• **EXTRACT PROVIDED**
•••
Today's Papers

Kiss and Make Up

The Washington Post leads with word that some Barack Obama and Hillary Clinton supporters are preparing to coalesce into a single campaign focused on November. The New York Times leads with the sharp rise in sectarian violence in Lebanon, fueled by a recent Hezbollah takeover of Beirut. The Los Angeles Times leads with a profile of the judge who led California’s Supreme Court to legalize same-sex marriages.

Even if voters are still hopelessly torn between Sens. Hillary Clinton and Barack Obama, campaign staffers are quietly preparing for the day when one of the candidates steps aside. Staffers and fundraisers in both camps are looking for ways to integrate and begin uniting the party behind a single candidate. There are obstacles to this, of course. Sources say strategists who backed Clinton may be sullen in defeat and those who backed Obama may be reluctant to share coveted spots on the winning team. And, yes, the WP just assumes that Obama will be the nominee, but that’s hardly atypical anymore. Heck, the paper also reports that Obama has already started referring to the Clinton campaign in the past tense.
•••
Data items
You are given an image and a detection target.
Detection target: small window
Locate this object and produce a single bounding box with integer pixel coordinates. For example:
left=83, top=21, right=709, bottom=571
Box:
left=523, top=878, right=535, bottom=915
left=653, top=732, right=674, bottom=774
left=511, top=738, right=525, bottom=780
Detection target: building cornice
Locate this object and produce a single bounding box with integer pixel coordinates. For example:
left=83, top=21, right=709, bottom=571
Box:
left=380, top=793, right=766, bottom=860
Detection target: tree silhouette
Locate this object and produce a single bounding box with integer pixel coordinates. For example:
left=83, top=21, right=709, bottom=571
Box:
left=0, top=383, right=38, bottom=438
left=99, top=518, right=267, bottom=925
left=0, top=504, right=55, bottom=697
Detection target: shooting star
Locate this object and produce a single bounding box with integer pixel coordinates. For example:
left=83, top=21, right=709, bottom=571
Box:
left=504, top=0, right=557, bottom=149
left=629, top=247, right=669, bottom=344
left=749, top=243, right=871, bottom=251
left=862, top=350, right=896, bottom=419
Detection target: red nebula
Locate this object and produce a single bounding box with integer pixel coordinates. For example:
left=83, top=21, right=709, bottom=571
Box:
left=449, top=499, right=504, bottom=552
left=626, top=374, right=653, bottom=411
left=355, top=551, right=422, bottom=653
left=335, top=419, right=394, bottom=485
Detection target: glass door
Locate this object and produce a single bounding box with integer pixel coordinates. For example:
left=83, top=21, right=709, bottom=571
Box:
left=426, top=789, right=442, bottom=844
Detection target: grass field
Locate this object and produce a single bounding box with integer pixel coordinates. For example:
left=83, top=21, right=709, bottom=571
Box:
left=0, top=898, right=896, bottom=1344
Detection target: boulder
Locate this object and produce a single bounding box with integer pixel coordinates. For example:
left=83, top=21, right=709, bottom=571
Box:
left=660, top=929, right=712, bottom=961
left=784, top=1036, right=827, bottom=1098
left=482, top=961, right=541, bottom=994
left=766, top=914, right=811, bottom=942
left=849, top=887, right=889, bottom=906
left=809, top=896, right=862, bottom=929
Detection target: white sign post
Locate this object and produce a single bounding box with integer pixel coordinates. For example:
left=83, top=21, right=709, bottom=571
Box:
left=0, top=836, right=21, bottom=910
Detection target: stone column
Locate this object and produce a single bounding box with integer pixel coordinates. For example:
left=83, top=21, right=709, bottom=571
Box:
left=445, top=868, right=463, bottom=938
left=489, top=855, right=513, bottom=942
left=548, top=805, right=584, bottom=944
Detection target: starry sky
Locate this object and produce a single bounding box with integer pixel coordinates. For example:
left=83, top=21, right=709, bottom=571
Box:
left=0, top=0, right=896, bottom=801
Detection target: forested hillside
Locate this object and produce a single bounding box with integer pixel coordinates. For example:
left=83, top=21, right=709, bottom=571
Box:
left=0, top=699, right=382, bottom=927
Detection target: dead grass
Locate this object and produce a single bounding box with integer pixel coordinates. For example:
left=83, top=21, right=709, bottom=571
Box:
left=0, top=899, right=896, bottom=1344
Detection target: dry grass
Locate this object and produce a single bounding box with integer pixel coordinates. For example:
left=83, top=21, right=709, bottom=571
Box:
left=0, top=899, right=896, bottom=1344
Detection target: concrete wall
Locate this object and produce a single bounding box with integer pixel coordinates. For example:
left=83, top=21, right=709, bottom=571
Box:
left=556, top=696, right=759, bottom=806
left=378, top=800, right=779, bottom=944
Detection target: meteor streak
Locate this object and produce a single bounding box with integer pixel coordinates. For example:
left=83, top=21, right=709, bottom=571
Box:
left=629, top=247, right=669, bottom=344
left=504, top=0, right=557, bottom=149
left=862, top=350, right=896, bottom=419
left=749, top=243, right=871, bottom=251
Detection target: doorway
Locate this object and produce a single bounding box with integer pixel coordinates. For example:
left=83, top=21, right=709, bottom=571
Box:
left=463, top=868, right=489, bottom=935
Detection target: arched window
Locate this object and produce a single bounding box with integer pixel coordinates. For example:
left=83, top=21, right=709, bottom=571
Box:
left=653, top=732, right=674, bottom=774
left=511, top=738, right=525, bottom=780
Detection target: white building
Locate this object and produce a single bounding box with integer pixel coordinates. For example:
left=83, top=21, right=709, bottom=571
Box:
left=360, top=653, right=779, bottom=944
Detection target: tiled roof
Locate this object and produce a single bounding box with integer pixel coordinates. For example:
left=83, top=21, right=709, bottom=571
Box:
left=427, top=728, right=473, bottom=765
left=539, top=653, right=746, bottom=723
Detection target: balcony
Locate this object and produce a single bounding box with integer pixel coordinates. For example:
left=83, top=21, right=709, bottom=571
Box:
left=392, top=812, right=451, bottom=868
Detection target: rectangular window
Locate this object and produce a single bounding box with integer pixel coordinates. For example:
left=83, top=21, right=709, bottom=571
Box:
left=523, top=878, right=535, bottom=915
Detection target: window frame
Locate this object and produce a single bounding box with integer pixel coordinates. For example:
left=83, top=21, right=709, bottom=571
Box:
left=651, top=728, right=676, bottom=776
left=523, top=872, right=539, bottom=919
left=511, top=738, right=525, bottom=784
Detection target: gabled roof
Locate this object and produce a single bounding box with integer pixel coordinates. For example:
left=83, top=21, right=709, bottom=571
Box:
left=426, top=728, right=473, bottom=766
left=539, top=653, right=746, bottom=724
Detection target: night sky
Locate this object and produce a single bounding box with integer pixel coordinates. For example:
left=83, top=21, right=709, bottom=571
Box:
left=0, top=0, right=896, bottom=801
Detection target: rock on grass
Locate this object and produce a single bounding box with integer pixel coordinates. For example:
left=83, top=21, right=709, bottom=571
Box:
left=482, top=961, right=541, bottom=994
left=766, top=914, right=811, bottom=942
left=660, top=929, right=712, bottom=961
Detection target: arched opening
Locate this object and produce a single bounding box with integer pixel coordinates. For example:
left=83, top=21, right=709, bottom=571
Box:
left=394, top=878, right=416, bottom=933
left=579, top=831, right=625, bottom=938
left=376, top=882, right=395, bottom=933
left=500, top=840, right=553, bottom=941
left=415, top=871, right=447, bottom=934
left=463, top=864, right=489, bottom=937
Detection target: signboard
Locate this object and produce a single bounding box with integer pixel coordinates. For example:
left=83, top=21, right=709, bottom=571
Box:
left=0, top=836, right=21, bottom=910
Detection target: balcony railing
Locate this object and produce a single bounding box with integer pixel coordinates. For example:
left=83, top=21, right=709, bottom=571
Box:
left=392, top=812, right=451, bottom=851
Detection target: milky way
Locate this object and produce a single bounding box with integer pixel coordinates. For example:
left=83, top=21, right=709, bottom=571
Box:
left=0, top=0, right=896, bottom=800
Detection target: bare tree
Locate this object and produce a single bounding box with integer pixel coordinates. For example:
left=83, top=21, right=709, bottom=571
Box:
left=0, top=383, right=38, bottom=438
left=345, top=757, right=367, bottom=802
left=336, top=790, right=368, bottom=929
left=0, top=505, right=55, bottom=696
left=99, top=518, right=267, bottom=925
•••
• **WORK REQUEST A**
In the Today's Papers column, what does the New York Times lead with?
• **WORK REQUEST B**
Name every newspaper the Today's Papers column mentions.
• **WORK REQUEST C**
Continue the Today's Papers column from its final sentence.
The data items are separate material, unrelated to the Today's Papers column.

• **TASK RESPONSE A**
The New York Times leads with the sharp rise in sectarian violence in Lebanon, fueled by a recent Hezbollah takeover of Beirut.

• **TASK RESPONSE B**
The Washington Post, The New York Times, The Los Angeles Times

• **TASK RESPONSE C**
The violence in Lebanon might have been set off by Hezbollah’s actions last week, but the NYT explains that this round of sectarian conflict is also a product of political instability, which has plagued the country since Syrian forces pulled out in 2005. While Lebanon doesn’t have a long history of conflict between Islamic sects, the recent spate of attacks and counterattacks may have started Lebanon on the path to the kind of prolonged violence raging elsewhere in the region.

California Supreme Court Chief Justice Ronald M. George is a Republican who counts gay couples among his friends; so it’s no surprise that he was conflicted about the landmark same-sex marriage verdict his court handed down last week. George tells the LAT that he considered it a civil rights issue on par with interracial marriage and was pleased that the dissenting opinion wasn’t “homophobic.”

Survivors of last week’s earthquake in China’s Sichuan province are now threatened by flooding, reports the NYT. The paper reports that thousands of survivors are fleeing temporary shelters after the government warned that rivers and lakes could flood due to landslide blockages. If flooding occurs, it would almost certainly put an end to any efforts to rescue people trapped in collapsed buildings. Inside, the WP says the earthquake has found media in China at its boldest in years. The LAT runs a story exploring the power of rumors in Chinese culture and the futile steps the government is pursuing to crack down on idle chatter.

The WP devotes most of its front-page real estate to a package of stories on childhood obesity, the first in a five-part series. Today’s entry focuses on the long-term health effects of being obese. The story is bundled online with several interactive features, like an organ-by-organ chart of health problems caused by being overweight and a grocery nutrition calendar.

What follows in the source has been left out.